Set exercise: From the line with "Practice: put a marker on each instance of the orange" through the final line, please write out the listing exactly, including both of those lines.
────
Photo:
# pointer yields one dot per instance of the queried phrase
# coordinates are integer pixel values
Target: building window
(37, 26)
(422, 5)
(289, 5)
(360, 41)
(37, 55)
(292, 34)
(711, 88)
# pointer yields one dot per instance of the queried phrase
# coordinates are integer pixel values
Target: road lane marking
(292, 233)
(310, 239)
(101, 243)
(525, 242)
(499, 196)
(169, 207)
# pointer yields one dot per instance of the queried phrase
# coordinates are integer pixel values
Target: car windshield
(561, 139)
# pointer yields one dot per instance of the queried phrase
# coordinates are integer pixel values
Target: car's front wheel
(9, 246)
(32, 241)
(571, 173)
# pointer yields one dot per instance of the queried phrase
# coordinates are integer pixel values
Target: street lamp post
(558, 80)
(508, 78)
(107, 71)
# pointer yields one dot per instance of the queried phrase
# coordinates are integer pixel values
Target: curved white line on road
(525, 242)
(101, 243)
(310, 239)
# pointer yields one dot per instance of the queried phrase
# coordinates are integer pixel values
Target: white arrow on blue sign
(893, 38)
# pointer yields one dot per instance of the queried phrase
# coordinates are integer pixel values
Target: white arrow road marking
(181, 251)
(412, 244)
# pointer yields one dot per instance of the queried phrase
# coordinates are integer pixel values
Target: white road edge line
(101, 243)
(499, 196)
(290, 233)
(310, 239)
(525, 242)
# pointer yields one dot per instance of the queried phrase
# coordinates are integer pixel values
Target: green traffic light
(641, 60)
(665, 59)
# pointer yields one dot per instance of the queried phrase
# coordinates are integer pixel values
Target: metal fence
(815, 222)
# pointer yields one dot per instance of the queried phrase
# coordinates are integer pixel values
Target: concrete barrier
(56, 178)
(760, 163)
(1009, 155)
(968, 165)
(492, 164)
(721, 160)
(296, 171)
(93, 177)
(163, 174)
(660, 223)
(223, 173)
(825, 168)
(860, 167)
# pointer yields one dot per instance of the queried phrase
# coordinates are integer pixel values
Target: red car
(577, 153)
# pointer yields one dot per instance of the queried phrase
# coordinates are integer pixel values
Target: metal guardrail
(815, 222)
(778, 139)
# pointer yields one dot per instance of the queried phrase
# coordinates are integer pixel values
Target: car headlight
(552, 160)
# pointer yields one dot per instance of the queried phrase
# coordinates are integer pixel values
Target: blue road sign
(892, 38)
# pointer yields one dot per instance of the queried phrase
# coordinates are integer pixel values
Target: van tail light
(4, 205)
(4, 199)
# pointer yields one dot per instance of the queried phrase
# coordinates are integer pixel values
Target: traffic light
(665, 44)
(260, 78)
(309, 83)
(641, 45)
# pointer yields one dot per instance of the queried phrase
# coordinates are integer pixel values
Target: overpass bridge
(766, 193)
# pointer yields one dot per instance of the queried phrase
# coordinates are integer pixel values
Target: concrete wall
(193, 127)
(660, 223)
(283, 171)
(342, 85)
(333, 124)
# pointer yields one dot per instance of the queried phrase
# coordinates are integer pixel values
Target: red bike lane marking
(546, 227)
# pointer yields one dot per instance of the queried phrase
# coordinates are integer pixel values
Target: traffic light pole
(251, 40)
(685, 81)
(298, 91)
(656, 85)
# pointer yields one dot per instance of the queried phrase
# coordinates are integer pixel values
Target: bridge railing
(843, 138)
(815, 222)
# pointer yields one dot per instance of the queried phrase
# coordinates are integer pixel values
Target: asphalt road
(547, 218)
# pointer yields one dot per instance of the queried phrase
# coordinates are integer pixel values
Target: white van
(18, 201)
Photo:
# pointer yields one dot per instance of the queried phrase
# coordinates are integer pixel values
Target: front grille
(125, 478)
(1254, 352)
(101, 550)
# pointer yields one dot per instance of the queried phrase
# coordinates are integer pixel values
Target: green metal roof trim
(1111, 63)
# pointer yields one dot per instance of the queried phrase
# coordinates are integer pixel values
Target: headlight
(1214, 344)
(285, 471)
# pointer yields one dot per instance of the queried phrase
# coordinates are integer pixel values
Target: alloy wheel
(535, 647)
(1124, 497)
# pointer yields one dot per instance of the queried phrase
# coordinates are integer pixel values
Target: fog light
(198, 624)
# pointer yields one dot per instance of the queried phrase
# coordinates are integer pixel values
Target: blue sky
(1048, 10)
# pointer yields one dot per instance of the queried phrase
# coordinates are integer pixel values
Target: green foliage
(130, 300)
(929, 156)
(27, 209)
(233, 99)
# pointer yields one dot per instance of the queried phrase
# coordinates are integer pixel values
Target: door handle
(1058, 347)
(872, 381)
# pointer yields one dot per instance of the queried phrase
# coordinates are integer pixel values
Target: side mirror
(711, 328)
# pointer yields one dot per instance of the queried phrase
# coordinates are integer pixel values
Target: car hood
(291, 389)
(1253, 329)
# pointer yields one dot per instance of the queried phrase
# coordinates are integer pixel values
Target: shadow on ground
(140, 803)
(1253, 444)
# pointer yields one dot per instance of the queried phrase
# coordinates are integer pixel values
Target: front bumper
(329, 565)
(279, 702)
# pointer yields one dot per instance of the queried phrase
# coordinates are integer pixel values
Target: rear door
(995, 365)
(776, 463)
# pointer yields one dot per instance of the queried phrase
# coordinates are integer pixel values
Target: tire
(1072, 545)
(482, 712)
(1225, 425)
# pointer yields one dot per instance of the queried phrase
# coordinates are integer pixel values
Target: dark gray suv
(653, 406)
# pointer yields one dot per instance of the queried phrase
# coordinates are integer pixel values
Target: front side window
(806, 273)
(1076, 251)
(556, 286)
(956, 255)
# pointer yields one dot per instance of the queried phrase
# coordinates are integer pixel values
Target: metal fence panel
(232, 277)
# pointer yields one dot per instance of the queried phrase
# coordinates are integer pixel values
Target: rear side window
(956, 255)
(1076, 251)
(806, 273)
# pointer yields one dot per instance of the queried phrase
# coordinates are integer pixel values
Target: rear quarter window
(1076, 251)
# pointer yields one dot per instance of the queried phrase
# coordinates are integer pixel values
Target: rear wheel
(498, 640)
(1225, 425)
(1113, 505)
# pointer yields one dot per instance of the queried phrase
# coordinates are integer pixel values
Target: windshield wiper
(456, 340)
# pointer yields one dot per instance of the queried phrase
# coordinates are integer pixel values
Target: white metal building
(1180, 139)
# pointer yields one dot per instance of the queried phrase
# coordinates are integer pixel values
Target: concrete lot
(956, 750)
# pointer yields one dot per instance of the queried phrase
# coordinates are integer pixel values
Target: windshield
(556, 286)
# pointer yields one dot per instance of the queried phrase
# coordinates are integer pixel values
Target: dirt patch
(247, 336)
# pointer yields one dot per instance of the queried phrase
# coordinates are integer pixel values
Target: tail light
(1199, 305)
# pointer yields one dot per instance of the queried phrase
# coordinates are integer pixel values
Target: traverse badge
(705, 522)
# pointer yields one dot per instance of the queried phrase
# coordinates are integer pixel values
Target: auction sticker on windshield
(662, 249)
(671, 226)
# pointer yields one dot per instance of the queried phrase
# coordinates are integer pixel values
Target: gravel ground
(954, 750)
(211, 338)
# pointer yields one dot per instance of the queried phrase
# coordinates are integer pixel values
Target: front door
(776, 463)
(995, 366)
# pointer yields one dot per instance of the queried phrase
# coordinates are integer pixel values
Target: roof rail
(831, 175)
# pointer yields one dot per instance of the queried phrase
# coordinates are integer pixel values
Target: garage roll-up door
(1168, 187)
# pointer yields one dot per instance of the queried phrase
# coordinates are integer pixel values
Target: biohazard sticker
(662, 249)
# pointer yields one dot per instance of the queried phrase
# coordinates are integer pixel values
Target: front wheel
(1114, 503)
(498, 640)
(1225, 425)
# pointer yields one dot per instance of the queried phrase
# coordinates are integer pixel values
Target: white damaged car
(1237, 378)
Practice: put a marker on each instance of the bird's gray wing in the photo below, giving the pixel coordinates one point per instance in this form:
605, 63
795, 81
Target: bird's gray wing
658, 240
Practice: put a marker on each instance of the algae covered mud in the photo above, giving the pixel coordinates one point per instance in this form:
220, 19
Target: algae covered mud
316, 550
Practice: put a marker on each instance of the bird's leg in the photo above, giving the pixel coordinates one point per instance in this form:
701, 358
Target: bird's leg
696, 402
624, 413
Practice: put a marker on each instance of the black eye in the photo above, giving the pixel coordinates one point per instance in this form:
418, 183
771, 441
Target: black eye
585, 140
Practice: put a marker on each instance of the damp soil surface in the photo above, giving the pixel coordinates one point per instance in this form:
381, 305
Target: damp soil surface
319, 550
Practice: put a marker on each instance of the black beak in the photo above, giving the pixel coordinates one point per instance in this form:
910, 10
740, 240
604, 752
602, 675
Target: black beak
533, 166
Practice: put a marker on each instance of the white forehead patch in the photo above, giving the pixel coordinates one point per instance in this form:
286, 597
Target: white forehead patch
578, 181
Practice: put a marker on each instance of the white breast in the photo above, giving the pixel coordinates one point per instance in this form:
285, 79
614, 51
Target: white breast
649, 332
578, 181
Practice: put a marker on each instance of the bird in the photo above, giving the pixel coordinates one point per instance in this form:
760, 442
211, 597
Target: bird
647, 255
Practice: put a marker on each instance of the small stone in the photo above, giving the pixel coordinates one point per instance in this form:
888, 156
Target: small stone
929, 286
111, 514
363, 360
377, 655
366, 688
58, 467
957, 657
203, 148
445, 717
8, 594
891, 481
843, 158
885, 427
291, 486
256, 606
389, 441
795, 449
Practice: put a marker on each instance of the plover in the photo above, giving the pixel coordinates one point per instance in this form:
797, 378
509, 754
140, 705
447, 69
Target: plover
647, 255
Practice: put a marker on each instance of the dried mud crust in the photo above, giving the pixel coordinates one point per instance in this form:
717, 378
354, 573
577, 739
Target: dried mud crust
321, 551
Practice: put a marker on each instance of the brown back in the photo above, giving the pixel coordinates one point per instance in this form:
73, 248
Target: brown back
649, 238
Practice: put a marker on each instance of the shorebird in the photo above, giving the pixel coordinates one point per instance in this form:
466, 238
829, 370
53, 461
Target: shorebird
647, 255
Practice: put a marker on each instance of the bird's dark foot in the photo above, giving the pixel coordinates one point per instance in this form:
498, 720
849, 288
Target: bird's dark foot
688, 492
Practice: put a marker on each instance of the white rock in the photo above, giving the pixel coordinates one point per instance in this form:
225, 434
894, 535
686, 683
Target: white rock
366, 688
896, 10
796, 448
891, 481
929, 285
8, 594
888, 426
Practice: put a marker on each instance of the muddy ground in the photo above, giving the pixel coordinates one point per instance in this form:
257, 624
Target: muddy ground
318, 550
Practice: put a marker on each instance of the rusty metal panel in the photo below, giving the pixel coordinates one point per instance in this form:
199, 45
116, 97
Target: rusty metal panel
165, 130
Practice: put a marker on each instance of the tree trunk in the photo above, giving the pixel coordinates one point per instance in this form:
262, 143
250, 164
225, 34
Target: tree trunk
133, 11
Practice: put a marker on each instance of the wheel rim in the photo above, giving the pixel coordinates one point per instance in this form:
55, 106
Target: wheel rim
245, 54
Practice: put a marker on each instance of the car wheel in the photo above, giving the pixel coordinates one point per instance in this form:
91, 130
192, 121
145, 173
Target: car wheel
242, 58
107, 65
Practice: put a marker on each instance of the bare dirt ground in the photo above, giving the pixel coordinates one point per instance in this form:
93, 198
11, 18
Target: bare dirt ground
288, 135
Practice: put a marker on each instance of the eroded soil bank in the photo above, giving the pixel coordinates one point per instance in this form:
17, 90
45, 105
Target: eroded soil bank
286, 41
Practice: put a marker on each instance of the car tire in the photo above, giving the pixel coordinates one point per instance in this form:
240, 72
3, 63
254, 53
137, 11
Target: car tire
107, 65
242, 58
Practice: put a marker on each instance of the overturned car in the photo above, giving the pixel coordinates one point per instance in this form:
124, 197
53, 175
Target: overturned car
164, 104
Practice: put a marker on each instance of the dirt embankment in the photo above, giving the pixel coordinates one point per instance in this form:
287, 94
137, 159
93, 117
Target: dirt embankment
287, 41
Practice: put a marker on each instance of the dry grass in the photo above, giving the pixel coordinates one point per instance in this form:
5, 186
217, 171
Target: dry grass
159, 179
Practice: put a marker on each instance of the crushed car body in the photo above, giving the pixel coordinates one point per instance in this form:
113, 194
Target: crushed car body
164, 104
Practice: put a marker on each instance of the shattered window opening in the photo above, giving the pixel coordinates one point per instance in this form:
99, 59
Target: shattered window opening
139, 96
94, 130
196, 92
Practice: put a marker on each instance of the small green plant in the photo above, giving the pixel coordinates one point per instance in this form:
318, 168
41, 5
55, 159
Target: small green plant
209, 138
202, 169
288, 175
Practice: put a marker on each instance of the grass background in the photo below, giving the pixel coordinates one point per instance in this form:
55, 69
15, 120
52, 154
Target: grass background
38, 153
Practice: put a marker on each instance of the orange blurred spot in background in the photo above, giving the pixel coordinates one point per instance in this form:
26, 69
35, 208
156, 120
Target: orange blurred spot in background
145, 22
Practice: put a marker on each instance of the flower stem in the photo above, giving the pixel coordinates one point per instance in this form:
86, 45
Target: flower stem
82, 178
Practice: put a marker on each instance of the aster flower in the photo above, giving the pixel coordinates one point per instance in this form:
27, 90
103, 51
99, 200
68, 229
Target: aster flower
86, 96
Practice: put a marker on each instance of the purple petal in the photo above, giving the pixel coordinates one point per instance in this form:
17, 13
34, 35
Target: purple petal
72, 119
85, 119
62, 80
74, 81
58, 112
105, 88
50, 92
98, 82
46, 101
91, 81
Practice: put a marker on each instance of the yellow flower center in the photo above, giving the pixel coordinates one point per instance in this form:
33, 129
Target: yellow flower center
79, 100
────
Answer to the task:
Practice: put a marker on each instance of the orange blurred spot in background in the photo above, giving the pixel coordinates one point per instance in this form:
26, 69
35, 208
156, 120
Target: orange blurred spot in background
145, 22
Practice: put a marker on each instance of the flower stem in the photo above, giving the pixel coordinates one point per instance in this form:
86, 45
Target: flower stem
82, 178
Practice: put a marker on each instance of the aster flower in the photo above, giving the pixel coordinates one point per instance in this form:
27, 90
103, 51
99, 200
68, 229
Target: aster flower
86, 96
Practice: put a marker on each instance of the purple petal in the photo above, giving the pixel coordinates one point per instance in this form:
17, 13
34, 35
Target: purple petal
72, 119
85, 119
62, 80
74, 81
58, 112
105, 88
50, 92
98, 82
46, 101
91, 81
Practice: put a marker on each instance of the yellow flower center in the photo above, giving the pixel coordinates one point per instance in this form:
33, 129
Target: yellow flower center
79, 100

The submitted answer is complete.